### Extracted information
○ ○ ○
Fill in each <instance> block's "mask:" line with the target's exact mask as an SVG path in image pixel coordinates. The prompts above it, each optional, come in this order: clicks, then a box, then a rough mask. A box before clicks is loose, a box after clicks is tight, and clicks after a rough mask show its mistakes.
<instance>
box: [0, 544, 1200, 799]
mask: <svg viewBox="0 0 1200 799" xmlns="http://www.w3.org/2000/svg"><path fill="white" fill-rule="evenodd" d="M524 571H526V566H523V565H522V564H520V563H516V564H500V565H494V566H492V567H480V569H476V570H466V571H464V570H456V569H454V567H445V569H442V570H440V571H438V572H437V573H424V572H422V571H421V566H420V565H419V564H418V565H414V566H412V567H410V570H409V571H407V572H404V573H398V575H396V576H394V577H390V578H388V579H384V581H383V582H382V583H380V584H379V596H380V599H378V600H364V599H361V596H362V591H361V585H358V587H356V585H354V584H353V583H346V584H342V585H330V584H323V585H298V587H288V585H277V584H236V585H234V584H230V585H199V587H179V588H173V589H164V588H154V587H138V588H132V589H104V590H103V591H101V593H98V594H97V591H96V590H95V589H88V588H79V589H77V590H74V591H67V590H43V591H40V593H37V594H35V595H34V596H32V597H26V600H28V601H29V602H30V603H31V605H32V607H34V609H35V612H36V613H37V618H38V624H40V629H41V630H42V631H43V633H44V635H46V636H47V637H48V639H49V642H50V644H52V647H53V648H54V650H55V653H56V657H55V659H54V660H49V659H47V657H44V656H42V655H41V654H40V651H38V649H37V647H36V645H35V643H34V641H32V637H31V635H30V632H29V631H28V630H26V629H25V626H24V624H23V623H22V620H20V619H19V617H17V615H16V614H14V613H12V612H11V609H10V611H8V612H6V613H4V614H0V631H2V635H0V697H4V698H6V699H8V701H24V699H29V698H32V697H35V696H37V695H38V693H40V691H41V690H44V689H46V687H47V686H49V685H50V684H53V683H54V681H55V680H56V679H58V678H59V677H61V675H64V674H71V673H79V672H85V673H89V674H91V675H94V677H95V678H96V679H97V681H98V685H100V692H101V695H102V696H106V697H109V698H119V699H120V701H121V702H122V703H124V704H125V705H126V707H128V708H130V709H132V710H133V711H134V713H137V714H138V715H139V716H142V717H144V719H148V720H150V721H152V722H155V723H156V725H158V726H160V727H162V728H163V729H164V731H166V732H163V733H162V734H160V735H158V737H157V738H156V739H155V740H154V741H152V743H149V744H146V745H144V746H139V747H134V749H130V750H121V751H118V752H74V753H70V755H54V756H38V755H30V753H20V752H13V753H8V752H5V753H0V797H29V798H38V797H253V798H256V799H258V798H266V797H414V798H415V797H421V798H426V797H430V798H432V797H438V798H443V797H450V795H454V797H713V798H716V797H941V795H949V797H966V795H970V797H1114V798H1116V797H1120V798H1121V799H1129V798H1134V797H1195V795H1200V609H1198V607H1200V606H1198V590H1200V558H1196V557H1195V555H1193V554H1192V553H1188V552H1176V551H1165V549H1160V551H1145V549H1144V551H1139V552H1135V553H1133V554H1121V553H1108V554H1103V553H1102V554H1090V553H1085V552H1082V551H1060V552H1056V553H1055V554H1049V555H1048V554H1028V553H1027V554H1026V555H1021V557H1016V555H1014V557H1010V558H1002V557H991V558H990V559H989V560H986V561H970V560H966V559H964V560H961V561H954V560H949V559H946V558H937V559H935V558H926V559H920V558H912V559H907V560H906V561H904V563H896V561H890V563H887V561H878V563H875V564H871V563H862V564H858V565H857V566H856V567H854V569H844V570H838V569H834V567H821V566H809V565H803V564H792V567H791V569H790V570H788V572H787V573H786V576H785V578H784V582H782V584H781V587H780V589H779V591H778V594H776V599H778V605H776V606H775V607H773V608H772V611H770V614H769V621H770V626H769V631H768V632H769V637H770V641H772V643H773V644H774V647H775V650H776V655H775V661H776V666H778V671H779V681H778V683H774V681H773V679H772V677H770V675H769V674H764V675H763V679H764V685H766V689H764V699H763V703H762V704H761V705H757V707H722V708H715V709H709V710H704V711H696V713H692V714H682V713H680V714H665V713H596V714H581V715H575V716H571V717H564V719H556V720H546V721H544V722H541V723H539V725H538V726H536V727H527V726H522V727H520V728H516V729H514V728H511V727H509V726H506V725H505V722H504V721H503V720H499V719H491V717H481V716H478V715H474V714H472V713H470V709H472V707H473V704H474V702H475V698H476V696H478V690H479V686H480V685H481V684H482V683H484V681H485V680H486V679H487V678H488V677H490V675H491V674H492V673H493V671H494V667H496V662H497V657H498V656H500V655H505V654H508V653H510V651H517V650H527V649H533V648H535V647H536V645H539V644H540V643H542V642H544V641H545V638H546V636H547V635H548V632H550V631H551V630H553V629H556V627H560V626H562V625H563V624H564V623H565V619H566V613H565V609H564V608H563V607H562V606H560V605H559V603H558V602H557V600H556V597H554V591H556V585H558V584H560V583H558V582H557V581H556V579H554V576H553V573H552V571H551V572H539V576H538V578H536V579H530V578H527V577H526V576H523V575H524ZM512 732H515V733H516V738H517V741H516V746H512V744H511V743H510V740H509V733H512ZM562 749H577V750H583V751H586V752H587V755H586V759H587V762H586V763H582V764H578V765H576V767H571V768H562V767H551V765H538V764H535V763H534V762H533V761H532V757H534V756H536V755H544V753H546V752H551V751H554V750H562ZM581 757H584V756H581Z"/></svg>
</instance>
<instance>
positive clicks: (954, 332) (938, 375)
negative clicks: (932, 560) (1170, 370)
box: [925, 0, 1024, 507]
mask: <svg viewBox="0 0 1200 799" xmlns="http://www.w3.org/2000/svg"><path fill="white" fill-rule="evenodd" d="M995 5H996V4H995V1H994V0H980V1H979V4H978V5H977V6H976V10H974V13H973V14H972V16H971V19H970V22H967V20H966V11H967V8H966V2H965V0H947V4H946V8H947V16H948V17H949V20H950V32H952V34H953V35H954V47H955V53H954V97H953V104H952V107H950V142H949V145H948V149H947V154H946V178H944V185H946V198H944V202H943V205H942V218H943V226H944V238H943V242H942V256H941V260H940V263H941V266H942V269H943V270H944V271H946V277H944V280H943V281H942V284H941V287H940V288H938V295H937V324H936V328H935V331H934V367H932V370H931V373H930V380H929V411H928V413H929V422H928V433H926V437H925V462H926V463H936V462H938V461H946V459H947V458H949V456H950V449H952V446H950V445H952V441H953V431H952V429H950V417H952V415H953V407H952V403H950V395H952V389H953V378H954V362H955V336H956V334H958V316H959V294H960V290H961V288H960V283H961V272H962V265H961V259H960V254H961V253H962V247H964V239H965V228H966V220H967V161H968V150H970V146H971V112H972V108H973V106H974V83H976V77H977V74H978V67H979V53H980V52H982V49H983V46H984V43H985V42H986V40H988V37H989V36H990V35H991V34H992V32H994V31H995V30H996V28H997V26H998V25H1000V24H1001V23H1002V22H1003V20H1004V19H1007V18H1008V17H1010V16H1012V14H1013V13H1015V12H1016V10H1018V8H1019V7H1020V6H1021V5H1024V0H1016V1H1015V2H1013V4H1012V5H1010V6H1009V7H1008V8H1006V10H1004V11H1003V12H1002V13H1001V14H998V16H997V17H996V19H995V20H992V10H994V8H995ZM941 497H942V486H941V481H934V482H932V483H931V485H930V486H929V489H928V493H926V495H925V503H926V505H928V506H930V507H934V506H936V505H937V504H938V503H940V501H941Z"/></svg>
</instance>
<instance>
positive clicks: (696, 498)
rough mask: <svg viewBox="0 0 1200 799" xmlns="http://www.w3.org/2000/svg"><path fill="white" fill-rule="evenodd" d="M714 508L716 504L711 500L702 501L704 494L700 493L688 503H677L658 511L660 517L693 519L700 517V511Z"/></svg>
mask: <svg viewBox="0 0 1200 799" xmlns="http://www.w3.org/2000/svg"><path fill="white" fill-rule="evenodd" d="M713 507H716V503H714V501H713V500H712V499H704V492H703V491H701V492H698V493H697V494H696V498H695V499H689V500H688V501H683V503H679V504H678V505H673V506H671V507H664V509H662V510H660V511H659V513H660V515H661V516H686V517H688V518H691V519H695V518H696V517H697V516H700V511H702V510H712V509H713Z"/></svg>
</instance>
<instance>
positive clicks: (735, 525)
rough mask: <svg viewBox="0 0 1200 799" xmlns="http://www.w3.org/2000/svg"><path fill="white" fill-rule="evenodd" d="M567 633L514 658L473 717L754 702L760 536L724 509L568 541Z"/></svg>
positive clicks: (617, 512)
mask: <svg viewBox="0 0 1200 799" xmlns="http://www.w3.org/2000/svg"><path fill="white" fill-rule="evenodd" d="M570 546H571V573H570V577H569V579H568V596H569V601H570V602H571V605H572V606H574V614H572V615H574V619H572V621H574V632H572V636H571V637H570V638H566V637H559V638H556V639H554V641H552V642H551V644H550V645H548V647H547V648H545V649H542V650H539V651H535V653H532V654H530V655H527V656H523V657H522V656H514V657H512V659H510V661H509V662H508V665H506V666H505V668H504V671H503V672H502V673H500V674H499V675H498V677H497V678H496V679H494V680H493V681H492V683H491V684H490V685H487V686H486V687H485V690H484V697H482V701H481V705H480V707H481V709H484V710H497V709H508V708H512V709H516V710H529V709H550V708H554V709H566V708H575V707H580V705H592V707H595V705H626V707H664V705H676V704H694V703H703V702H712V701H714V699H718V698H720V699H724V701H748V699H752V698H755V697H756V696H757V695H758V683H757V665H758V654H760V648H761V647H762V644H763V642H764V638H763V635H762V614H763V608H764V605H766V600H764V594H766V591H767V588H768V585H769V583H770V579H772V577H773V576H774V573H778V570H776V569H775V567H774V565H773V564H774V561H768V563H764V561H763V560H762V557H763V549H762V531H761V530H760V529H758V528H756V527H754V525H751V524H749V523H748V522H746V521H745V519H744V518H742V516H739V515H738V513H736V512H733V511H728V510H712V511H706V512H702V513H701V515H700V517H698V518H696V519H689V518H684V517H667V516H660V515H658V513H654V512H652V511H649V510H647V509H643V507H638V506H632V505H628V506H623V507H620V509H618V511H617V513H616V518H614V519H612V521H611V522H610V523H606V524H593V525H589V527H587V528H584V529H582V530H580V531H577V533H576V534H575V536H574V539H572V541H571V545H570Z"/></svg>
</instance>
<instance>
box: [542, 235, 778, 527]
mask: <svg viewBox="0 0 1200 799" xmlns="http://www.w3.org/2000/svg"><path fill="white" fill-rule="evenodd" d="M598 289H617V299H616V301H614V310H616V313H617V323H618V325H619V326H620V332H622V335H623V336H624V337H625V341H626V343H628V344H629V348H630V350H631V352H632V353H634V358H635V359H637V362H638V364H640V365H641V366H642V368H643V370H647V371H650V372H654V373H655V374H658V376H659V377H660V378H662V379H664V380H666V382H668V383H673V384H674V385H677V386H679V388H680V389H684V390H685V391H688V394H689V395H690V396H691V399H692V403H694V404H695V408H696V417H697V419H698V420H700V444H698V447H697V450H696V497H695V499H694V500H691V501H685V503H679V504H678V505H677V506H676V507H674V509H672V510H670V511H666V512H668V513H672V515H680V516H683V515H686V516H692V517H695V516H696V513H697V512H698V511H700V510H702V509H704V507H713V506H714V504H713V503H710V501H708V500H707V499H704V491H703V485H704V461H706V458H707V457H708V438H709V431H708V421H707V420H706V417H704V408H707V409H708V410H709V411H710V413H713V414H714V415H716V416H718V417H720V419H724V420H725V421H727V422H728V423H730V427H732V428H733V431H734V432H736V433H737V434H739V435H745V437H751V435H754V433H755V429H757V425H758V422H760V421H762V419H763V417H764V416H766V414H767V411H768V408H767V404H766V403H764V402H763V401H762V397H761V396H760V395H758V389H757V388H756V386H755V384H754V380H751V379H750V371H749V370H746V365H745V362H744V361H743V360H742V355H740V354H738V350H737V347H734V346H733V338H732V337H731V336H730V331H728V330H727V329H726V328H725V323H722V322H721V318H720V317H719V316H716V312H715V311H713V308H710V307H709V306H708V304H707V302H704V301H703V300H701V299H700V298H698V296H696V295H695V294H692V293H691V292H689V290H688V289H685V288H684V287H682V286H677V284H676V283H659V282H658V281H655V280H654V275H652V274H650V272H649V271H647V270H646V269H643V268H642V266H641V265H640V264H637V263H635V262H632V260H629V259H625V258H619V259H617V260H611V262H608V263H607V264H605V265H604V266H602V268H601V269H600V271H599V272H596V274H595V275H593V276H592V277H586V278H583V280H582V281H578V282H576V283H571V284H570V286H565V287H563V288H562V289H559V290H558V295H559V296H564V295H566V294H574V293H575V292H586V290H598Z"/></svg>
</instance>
○ ○ ○
### Goal of the exercise
Rewrite the rows from the start of the records to the line with "box: [0, 544, 1200, 799]", replacing "rough mask" with "coarse mask" and leaving everything else unchanged.

### Completed task
Fill in each <instance> block's "mask:" line with the target's exact mask as an SVG path in image pixel coordinates. The prompts above it, each optional, come in this order: clicks, then a box, then a coarse mask. A box before clicks is loose, a box after clicks is tight, and clicks after a coarse mask show its mistakes.
<instance>
box: [0, 544, 1200, 799]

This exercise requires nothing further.